* WHAT YOU SHOULD DO *
The answer must consist of every line from the entries below that contains the word "fender".

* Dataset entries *
========
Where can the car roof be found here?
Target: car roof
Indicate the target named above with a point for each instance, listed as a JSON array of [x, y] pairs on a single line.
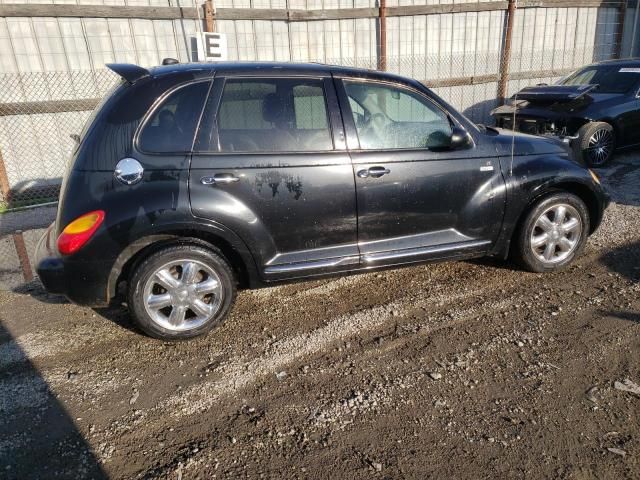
[[624, 62], [274, 68]]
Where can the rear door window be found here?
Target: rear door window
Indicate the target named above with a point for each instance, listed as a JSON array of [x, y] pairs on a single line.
[[171, 127], [273, 115]]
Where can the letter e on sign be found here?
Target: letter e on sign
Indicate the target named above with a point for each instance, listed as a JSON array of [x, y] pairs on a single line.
[[214, 46]]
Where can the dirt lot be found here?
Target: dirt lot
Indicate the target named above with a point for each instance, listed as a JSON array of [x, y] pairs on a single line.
[[457, 370]]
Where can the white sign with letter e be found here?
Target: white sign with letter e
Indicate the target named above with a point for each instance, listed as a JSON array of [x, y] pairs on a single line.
[[212, 47]]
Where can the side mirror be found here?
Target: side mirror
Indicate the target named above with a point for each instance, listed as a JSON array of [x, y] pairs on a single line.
[[460, 139]]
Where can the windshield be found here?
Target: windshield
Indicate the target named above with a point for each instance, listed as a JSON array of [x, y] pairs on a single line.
[[609, 78]]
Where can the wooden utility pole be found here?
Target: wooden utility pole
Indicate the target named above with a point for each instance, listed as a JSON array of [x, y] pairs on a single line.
[[23, 256], [209, 17], [503, 80], [382, 15]]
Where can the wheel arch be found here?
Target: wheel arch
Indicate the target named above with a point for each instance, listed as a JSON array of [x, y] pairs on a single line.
[[238, 256], [577, 188]]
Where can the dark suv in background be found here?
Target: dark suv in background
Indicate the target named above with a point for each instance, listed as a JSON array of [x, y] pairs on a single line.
[[596, 108], [192, 180]]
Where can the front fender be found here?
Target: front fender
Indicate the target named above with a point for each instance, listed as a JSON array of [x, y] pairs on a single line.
[[529, 177]]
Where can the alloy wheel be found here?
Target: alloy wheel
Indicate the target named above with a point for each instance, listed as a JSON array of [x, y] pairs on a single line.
[[183, 295], [600, 146], [556, 233]]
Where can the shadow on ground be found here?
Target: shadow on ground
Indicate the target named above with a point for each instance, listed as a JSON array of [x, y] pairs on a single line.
[[39, 439], [625, 261]]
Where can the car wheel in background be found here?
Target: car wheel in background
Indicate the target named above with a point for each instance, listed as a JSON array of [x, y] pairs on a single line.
[[595, 144], [181, 291], [552, 234]]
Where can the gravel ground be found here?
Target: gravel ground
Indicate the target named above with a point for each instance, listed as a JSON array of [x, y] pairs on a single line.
[[455, 370]]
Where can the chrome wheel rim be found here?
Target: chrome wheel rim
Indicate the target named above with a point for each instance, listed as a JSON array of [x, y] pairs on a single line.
[[556, 233], [183, 295], [600, 146]]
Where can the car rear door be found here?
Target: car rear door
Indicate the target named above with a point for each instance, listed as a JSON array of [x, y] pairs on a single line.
[[417, 198], [270, 163]]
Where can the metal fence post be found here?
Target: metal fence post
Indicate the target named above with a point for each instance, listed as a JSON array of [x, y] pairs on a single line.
[[382, 16], [503, 80], [632, 43], [5, 188], [622, 14]]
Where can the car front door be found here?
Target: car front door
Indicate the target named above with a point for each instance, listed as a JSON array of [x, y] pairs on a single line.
[[418, 198], [270, 163]]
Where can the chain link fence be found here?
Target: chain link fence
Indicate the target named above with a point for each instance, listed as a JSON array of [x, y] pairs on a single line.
[[41, 111]]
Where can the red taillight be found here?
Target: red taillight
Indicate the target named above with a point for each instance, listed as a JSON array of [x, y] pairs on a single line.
[[78, 232]]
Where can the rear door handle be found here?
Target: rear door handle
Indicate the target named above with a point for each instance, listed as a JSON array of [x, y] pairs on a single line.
[[374, 172], [219, 178]]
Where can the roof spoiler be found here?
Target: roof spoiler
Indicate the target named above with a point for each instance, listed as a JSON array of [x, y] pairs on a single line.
[[128, 71]]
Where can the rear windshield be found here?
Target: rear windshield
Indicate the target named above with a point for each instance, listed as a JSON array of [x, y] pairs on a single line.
[[610, 79]]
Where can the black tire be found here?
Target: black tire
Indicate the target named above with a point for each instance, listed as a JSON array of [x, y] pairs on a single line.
[[529, 256], [591, 137], [209, 263]]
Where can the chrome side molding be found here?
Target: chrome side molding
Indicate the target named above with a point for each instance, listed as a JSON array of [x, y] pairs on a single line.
[[301, 266], [412, 252]]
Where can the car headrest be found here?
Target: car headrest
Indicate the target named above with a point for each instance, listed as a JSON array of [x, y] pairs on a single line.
[[275, 109]]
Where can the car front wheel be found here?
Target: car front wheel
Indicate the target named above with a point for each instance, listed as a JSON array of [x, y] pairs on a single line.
[[181, 291], [553, 233], [596, 143]]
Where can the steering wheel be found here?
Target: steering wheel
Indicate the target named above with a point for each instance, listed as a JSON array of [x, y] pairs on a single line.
[[374, 128]]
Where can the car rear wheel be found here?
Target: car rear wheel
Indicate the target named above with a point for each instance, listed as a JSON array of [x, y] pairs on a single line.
[[553, 233], [596, 143], [181, 291]]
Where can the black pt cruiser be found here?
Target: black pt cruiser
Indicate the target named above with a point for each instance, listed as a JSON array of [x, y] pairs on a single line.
[[190, 181]]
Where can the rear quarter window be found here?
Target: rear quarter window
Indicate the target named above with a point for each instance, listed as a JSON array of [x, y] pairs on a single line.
[[171, 126]]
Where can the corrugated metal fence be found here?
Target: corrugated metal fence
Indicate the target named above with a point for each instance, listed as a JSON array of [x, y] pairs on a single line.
[[52, 56]]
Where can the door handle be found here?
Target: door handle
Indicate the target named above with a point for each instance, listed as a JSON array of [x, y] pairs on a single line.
[[374, 172], [219, 179]]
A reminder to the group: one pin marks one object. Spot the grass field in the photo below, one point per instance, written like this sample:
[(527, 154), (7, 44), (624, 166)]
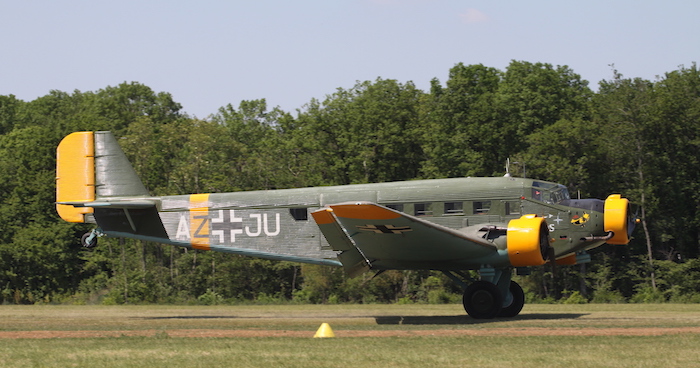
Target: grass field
[(619, 335)]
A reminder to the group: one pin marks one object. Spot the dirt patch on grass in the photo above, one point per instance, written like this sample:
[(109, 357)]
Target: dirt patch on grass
[(209, 333)]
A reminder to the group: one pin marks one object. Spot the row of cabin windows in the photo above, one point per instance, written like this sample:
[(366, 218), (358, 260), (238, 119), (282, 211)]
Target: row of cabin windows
[(427, 209), (457, 208)]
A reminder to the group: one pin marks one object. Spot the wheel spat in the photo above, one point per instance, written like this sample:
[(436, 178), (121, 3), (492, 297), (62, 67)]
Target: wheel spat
[(482, 300)]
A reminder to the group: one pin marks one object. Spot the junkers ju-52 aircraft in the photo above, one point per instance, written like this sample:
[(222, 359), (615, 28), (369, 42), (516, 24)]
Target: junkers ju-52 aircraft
[(492, 225)]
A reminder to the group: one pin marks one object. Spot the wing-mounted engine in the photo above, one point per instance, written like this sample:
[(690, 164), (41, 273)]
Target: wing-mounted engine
[(528, 241), (617, 219)]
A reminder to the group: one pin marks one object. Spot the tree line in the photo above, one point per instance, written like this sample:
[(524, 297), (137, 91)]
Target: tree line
[(631, 136)]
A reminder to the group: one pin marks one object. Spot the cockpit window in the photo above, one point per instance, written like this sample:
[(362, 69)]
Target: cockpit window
[(548, 192)]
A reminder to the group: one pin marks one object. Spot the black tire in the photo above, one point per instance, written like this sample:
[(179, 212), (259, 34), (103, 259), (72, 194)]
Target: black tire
[(84, 241), (482, 300), (516, 304)]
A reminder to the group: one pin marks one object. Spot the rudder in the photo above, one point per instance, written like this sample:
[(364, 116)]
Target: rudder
[(91, 166)]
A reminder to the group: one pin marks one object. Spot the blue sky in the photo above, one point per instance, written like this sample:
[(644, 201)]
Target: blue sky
[(208, 53)]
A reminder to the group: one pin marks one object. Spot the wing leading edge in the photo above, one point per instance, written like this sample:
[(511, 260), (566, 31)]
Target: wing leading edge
[(370, 236)]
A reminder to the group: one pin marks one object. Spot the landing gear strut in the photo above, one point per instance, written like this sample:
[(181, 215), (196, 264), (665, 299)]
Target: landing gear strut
[(517, 301), (89, 240)]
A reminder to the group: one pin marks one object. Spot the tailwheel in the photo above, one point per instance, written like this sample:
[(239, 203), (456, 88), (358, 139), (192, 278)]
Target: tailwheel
[(89, 240), (517, 301), (482, 300)]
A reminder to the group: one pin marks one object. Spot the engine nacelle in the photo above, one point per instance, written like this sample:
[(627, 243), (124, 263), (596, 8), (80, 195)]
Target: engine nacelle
[(528, 241), (616, 219)]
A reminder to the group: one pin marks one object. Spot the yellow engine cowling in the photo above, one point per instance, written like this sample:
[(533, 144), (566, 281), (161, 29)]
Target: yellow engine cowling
[(528, 241), (615, 219)]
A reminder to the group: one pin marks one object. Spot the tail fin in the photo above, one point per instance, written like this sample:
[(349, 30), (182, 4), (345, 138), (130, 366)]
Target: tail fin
[(90, 166)]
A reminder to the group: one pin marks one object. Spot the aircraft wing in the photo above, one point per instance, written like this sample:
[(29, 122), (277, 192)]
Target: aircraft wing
[(370, 236)]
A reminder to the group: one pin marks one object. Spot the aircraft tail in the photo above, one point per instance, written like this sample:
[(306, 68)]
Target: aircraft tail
[(91, 166)]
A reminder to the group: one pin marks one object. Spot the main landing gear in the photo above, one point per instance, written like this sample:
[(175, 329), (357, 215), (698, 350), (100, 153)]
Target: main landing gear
[(484, 300), (89, 240), (496, 295)]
========
* WRITTEN RESPONSE *
Where can the front fender be found here?
Target: front fender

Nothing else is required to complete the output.